[SHORT EXERCISE]:
Reproduce, unchanged, the lines of the listing from the one containing "# target: **yellow container**" through the one containing "183 95 L 173", both included.

[ENTRIES PROVIDED]:
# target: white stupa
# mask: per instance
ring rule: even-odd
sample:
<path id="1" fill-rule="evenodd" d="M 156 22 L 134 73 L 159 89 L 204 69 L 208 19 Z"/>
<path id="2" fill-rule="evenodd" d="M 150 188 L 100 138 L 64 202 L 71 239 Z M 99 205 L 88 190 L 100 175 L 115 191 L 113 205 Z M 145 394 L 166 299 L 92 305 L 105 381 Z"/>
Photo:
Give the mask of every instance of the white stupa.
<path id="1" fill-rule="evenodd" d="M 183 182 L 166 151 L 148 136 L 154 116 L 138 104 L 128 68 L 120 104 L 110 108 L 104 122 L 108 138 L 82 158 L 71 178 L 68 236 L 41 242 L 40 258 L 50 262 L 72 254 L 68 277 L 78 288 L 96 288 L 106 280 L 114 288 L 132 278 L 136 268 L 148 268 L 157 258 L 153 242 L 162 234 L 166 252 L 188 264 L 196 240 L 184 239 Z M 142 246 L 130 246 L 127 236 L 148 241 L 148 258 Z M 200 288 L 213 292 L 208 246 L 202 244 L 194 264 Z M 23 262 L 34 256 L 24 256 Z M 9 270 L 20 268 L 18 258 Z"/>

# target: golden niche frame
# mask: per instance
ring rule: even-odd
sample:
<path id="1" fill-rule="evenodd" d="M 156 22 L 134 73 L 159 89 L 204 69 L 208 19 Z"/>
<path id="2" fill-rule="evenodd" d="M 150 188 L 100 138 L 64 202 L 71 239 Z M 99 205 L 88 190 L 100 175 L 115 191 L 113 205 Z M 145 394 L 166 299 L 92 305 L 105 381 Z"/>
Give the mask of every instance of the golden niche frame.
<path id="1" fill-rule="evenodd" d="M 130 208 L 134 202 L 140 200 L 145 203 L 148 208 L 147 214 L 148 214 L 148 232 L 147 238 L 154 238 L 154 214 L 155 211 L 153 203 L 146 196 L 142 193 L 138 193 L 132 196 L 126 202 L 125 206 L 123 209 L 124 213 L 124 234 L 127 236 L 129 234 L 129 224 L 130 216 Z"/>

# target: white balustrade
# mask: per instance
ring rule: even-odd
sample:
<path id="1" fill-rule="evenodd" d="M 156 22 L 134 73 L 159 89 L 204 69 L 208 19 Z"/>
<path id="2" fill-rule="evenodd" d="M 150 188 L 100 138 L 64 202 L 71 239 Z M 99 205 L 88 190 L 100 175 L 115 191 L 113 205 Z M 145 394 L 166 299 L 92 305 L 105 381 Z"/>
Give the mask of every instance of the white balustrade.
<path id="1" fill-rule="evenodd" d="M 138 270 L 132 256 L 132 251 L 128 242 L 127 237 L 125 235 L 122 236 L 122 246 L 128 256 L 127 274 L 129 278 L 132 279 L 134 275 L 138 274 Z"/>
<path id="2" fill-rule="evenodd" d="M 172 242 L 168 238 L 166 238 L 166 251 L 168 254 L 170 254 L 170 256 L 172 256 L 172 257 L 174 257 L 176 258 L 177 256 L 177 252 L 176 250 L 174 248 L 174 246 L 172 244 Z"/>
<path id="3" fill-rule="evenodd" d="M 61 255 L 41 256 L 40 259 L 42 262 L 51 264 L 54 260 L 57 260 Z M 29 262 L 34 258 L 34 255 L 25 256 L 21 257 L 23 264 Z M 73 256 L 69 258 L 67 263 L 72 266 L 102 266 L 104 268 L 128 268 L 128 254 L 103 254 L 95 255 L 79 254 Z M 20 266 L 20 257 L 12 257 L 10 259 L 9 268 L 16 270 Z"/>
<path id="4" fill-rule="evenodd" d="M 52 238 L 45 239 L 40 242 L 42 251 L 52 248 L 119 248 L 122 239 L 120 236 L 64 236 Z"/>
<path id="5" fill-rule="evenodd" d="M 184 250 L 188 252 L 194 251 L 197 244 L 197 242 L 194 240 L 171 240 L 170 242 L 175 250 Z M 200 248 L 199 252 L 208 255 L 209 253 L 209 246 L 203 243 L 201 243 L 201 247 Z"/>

* * *

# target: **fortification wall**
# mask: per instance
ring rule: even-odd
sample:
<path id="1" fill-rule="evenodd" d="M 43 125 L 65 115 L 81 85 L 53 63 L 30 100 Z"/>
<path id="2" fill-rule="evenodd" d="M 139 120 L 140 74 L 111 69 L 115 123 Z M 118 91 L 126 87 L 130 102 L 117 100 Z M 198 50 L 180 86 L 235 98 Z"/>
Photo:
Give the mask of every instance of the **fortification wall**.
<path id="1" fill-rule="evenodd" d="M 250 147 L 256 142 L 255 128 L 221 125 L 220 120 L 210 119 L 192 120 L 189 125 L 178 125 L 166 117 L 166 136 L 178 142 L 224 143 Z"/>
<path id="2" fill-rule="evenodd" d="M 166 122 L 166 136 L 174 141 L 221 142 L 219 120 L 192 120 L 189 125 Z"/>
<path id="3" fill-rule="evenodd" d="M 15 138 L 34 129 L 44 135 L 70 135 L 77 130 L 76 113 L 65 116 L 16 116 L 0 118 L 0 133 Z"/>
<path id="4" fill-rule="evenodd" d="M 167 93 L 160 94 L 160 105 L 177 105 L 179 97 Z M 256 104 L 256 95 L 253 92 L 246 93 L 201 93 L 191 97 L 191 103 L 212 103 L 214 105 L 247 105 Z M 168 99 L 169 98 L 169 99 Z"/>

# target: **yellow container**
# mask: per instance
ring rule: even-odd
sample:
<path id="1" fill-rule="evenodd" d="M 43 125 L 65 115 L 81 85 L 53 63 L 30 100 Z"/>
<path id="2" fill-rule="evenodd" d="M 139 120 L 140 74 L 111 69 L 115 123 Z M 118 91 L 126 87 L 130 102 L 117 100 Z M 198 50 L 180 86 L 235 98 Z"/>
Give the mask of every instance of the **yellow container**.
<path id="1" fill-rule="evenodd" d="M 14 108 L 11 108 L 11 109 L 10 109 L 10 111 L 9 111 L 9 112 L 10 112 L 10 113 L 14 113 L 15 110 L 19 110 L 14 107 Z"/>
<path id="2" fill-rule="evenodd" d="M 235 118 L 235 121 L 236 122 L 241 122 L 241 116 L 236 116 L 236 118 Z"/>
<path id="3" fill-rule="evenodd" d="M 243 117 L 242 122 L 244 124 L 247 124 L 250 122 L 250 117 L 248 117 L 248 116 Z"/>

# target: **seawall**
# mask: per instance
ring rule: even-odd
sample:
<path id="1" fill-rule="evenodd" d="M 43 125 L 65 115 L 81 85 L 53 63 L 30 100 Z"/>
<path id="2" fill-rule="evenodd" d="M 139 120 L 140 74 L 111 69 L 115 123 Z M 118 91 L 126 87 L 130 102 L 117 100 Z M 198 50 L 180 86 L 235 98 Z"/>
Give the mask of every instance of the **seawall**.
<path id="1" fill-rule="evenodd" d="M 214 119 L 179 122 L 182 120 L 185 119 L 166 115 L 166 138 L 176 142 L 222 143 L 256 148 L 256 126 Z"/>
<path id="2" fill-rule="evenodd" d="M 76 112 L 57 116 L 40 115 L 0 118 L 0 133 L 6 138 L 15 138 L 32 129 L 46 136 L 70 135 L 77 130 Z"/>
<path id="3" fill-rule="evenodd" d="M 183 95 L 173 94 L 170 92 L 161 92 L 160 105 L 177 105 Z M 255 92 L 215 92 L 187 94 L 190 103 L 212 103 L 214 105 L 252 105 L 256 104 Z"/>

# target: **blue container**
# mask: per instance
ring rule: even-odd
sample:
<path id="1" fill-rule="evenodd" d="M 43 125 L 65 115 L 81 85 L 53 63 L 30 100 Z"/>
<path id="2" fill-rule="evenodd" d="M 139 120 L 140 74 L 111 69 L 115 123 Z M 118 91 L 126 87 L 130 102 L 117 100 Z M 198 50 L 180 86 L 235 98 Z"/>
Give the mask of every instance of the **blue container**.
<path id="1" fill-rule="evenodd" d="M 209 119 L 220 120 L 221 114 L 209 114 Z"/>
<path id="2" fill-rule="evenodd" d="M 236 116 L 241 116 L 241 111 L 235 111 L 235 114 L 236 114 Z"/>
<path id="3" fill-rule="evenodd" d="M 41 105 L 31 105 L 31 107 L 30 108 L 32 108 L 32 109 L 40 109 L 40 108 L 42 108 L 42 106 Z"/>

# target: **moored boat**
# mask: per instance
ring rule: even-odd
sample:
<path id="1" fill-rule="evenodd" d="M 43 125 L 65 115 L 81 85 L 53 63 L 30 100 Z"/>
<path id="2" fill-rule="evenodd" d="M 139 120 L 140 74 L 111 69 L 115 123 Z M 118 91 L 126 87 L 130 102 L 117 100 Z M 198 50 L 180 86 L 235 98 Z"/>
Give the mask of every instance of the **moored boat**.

[CORRECT ANSWER]:
# target: **yellow container**
# mask: per instance
ring rule: even-odd
sample:
<path id="1" fill-rule="evenodd" d="M 43 125 L 65 115 L 81 85 L 53 63 L 30 100 Z"/>
<path id="2" fill-rule="evenodd" d="M 139 120 L 140 74 L 111 69 L 115 123 Z M 118 91 L 126 87 L 130 102 L 117 100 Z M 198 50 L 180 86 L 235 98 Z"/>
Give the mask of every instance of the **yellow container**.
<path id="1" fill-rule="evenodd" d="M 14 108 L 11 108 L 11 109 L 10 109 L 10 111 L 9 111 L 9 112 L 10 112 L 10 113 L 14 113 L 15 110 L 19 110 L 14 107 Z"/>
<path id="2" fill-rule="evenodd" d="M 235 118 L 235 121 L 236 122 L 241 122 L 241 116 L 236 116 L 236 118 Z"/>
<path id="3" fill-rule="evenodd" d="M 243 117 L 242 122 L 244 124 L 247 124 L 250 122 L 250 117 L 248 117 L 248 116 Z"/>

# target: **seawall**
# mask: per instance
ring rule: even-odd
sample:
<path id="1" fill-rule="evenodd" d="M 43 125 L 65 115 L 81 85 L 53 63 L 30 100 Z"/>
<path id="2" fill-rule="evenodd" d="M 139 120 L 140 74 L 111 69 L 115 123 Z M 118 91 L 126 87 L 130 102 L 117 100 Z M 198 50 L 180 86 L 235 98 Z"/>
Give the mask of every instance of the **seawall**.
<path id="1" fill-rule="evenodd" d="M 214 119 L 179 122 L 182 120 L 185 119 L 166 115 L 166 138 L 176 142 L 222 143 L 256 148 L 256 126 Z"/>
<path id="2" fill-rule="evenodd" d="M 76 112 L 57 116 L 40 115 L 0 118 L 0 133 L 6 138 L 15 138 L 32 129 L 46 136 L 70 135 L 77 130 Z"/>
<path id="3" fill-rule="evenodd" d="M 183 95 L 173 94 L 170 92 L 161 92 L 160 105 L 177 105 Z M 255 92 L 215 92 L 187 94 L 190 103 L 212 103 L 214 105 L 252 105 L 256 104 Z"/>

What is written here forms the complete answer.